### Exercise directions
Repeat the listing below in full, keeping every character as it is.

Records START

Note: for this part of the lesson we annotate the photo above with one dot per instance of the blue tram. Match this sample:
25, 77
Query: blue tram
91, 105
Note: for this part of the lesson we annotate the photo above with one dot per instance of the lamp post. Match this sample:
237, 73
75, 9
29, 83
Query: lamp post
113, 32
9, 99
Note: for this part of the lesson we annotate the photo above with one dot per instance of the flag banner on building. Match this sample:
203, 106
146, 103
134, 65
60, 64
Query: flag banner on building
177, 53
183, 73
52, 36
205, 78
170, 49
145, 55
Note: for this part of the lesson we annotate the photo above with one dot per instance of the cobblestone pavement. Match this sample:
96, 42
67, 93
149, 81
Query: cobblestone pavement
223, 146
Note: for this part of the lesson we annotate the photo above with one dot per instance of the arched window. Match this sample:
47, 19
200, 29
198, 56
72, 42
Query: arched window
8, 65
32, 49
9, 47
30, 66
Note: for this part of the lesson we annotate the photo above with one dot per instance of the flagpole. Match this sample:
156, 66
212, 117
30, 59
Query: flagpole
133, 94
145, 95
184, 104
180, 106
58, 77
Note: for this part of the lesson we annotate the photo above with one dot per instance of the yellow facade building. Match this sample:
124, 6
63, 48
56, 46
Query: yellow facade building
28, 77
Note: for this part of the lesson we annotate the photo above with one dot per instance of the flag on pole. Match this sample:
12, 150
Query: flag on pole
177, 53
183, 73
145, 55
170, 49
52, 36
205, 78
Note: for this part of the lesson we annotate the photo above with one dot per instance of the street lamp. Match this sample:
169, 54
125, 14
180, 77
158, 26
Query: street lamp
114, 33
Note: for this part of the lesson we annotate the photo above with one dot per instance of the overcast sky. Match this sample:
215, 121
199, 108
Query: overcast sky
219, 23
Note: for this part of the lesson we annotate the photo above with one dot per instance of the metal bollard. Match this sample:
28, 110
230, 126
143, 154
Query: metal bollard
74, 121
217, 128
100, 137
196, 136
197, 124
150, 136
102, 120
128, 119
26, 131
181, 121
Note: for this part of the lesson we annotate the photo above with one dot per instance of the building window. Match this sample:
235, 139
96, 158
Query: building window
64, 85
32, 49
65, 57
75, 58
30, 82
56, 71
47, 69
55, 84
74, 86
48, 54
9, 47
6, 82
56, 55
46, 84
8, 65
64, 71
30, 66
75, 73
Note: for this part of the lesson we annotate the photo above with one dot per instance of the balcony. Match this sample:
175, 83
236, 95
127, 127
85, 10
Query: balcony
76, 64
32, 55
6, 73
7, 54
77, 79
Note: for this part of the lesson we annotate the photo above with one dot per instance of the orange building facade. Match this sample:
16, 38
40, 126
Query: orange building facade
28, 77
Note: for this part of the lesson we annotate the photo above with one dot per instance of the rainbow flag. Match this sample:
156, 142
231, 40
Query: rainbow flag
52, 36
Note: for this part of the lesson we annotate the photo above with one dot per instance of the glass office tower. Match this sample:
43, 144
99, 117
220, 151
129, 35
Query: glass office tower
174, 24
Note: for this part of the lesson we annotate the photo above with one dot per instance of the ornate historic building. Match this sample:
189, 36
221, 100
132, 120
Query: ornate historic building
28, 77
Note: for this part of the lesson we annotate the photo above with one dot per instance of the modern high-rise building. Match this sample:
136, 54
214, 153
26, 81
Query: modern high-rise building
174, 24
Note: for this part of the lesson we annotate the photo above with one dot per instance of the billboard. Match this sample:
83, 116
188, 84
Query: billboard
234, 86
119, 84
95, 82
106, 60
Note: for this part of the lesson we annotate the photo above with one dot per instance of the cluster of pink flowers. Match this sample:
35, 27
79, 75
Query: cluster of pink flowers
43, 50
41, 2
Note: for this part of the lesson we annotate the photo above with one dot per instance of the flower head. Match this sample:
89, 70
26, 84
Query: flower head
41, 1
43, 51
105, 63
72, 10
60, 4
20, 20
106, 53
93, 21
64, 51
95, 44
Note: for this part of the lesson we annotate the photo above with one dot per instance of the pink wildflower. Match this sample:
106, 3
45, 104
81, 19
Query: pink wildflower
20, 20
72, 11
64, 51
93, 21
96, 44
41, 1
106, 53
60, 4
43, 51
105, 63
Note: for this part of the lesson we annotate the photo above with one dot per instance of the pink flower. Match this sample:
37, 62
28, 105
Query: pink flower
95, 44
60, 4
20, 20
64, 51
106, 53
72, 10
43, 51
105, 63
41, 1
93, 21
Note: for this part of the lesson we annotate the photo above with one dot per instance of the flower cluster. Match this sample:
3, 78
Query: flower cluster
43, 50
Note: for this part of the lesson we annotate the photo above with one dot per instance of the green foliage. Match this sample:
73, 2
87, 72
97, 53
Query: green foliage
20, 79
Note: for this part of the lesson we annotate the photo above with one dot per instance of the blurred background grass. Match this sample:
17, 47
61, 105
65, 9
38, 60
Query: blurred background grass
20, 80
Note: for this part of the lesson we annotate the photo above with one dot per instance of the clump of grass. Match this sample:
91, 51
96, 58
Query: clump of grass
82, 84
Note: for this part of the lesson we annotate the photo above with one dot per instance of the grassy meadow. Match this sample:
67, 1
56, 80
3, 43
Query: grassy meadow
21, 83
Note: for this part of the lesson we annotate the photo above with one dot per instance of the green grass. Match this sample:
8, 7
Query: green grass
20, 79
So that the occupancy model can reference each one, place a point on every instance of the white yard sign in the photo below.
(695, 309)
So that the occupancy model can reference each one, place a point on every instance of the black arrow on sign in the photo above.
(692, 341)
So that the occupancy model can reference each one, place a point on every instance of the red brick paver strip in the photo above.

Records END

### Completed exercise
Note: for this part of the lesson we annotate the photo above with one dot per instance of the blue tram. Match this sample:
25, 77
Query: blue tram
91, 105
Note: for this part of the lesson we annotate the photo above with one dot per instance of the lamp post. Match this sample:
237, 73
75, 9
29, 83
Query: lamp post
113, 32
9, 99
Note: for this part of the lesson we annotate the photo above with one dot per instance of the flag banner on building. Match this sample:
203, 106
146, 103
134, 65
60, 64
Query: flag banner on building
177, 53
183, 73
52, 36
205, 78
170, 49
145, 55
Note: for this part of the lesson we annotate the photo above with one dot per instance of the cobblestone pavement. Match this sample:
96, 42
67, 93
149, 81
Query: cobblestone pavement
223, 146
Note: for this part of the lesson we annotate the photo above with one dot per instance of the arched window. Match this sample:
47, 19
200, 29
198, 56
72, 42
Query: arched window
8, 65
32, 49
9, 47
30, 66
Note: for this part of the lesson we annotate the photo above with one dot per instance of the flagpole. Match this sample:
156, 66
212, 117
30, 59
Query: flagpole
133, 94
145, 95
184, 104
180, 106
58, 77
Note: for this part of the lesson we annotate the photo above with one dot per instance of the yellow facade building. Match this sample:
124, 6
63, 48
56, 46
Query: yellow facade building
28, 77
Note: for this part of the lesson we annotate the photo above with one dot per instance of the flag on pole. Match this sample:
12, 150
Query: flag on pole
177, 53
183, 73
145, 55
170, 49
52, 36
205, 78
Note: for this part of the lesson we annotate the photo above with one dot per instance of the street lamp. Match this sample:
169, 54
125, 14
180, 77
158, 26
Query: street lamp
114, 33
Note: for this part of the lesson we annotate the photo above with one dot per instance of the overcast sky. Match this sample:
215, 121
199, 108
Query: overcast sky
219, 23
Note: for this part of the lesson we annotate the photo above with one dot per instance of the metal bollard. Match this sample:
28, 110
230, 126
143, 154
Query: metal bollard
74, 121
217, 128
100, 137
196, 136
197, 124
150, 136
102, 120
128, 119
26, 131
181, 121
Note: for this part of the lesson we annotate the photo above with one dot per instance of the building window. Match this sample:
235, 139
96, 158
Query: building window
64, 85
32, 49
65, 57
75, 58
30, 82
56, 71
47, 69
55, 84
74, 86
48, 54
9, 47
6, 82
56, 55
46, 84
8, 65
64, 71
30, 66
75, 73
Note: for this part of the lesson we annotate the photo above with one dot per instance of the balcony. Match this sample:
175, 83
236, 95
127, 127
85, 10
Query: balcony
76, 64
32, 55
6, 73
7, 54
77, 79
Note: for this part of the lesson we annotate the photo above with one dot per instance of the orange building facade. Match this sample:
16, 38
40, 126
Query: orange building facade
28, 77
Note: for this part of the lesson we annotate the photo above with one dot per instance of the rainbow flag. Match this sample:
156, 142
231, 40
Query: rainbow flag
52, 36
Note: for this part of the lesson we annotate the photo above with one dot per instance of the glass office tower. Match this sample:
43, 144
99, 117
220, 151
129, 35
Query: glass office tower
174, 24
Note: for this part of the lesson we annotate the photo above with one dot per instance of the ornate historic building. Match this sample:
189, 36
221, 100
132, 120
Query: ornate historic building
28, 77
Note: for this part of the lesson we annotate the photo above with one dot per instance of the modern high-rise building. Match this sample:
136, 54
214, 153
26, 81
Query: modern high-rise building
174, 24
Note: for this part of the lesson we annotate the photo above with one dot per instance of the billboard. Match this sample:
83, 116
188, 84
Query: billboard
234, 86
119, 84
95, 82
106, 60
Note: for this part of the lesson we annotate the photo above with one dot per instance of the cluster of pink flowers. Match this sample:
35, 27
79, 75
Query: cluster of pink flowers
43, 50
41, 2
Note: for this part of the lesson we annotate the photo above with one dot per instance of the flower head. Match this sample:
89, 70
26, 84
Query: flower head
41, 1
43, 51
105, 63
72, 10
60, 4
20, 20
106, 53
93, 21
64, 51
95, 44
Note: for this part of the lesson we annotate the photo above with one dot per instance of the pink wildflower. Match this sample:
106, 3
45, 104
81, 19
Query: pink wildflower
20, 20
72, 11
64, 51
93, 21
96, 44
41, 1
106, 53
60, 4
43, 51
105, 63
Note: for this part of the lesson we annotate the photo above with one dot per instance of the pink flower. Match this sample:
37, 62
28, 105
Query: pink flower
95, 44
60, 4
20, 20
64, 51
106, 53
72, 10
43, 51
105, 63
41, 1
93, 21
Note: for this part of the lesson we annotate the photo above with one dot per instance of the flower cluster. Match this sample:
3, 78
Query: flower cluster
43, 50
Note: for this part of the lesson we annotate the photo above with one dot per instance of the green foliage. Match this sample:
73, 2
87, 72
97, 53
Query: green foliage
20, 79
Note: for this part of the lesson we annotate the photo above with one dot per instance of the blurred background grass. Match this sample:
17, 47
61, 105
65, 9
38, 60
Query: blurred background grass
20, 80
Note: for this part of the lesson we annotate the photo above with one dot per instance of the clump of grass. Match this sample:
91, 51
96, 58
Query: clump of grass
82, 84
Note: for this part of the lesson we annotate the photo above with one dot per instance of the grassy meadow. Match this sample:
67, 1
56, 80
3, 43
Query: grassy meadow
21, 83
Note: for this part of the lesson we annotate the photo above with one dot per instance of the green grass. Match this sample:
8, 7
Query: green grass
20, 79
So that the occupancy model can reference each one, place a point on every instance of the white yard sign in the photo below.
(695, 309)
So that the occupancy model can reference each one, place a point on every instance of the black arrow on sign in the photo above.
(692, 341)
So that the occupancy model can reference each one, place a point on every instance of the red brick paver strip in the photo above.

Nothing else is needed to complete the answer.